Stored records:
<<<<

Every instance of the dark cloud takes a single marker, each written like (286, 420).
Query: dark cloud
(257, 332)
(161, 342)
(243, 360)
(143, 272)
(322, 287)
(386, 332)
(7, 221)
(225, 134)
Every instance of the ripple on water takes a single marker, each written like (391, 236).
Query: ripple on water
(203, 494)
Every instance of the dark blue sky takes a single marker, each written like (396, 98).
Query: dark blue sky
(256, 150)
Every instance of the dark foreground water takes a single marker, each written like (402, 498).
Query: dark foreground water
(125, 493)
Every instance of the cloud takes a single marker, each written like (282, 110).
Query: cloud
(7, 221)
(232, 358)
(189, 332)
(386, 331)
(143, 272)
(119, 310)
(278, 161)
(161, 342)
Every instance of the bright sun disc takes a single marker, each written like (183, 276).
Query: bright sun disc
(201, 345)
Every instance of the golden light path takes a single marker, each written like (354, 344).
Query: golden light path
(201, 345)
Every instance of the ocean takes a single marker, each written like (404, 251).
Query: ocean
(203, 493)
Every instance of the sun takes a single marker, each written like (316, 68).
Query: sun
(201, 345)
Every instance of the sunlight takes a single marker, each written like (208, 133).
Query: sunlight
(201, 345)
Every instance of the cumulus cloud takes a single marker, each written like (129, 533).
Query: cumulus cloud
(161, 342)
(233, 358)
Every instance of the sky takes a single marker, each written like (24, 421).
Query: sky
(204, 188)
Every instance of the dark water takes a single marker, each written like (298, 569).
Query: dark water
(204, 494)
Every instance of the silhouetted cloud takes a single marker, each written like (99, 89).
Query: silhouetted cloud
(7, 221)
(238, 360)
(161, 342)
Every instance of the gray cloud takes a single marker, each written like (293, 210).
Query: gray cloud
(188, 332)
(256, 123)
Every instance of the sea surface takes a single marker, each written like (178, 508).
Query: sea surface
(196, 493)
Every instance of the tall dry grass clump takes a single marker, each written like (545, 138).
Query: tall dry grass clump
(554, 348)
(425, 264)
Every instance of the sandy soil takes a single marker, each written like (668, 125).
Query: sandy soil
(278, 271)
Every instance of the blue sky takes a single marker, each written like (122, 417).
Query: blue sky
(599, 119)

>>>>

Problem:
Shift every point coordinate in the answers by adding 128 to each number, and write out again the lines between the one holding "Every instance of the golden" and the end of the records, inclusive, requests included.

Written solution:
Every instance of the golden light path takes a single marker, each written like (354, 344).
Query: golden light path
(329, 473)
Every instance of the ocean takes a single marker, each written like (404, 251).
Query: ocean
(331, 621)
Every instance of the sun takes a single marker, each written like (316, 68).
Query: sun
(329, 473)
Every instance of the sunlight takes a single marker, each written like (208, 133).
Query: sunlight
(329, 473)
Every instance of the cumulus cloud takes a single marker, each written like (129, 533).
Query: cumulus cloud
(289, 470)
(361, 486)
Every instance of the sky takes a single marker, each written like (24, 421).
Query: sky
(332, 316)
Every instance of the dark water takes a single marker, each written like (298, 569).
Query: dark water
(332, 622)
Every instance of the silhouetted cloud takes a single marker, each written like (99, 89).
Query: silhouetted cloud
(135, 349)
(366, 488)
(289, 470)
Every instance of the gray cloud takes a single marker, each written like (293, 210).
Query: gray cloud
(316, 460)
(384, 251)
Every instance of the sea surface takes a single marker, each written like (178, 508).
Query: sea surface
(324, 621)
Every instance of the tall dry grass clump takes a single marker, each written like (545, 138).
Query: tall dry grass clump
(682, 476)
(553, 392)
Every instance of the sandy soil takes a single marker, each written like (668, 125).
Query: sandy soil
(406, 399)
Every instance of the blue sky takes a single marker, each written like (122, 417).
Query: blue sky
(727, 247)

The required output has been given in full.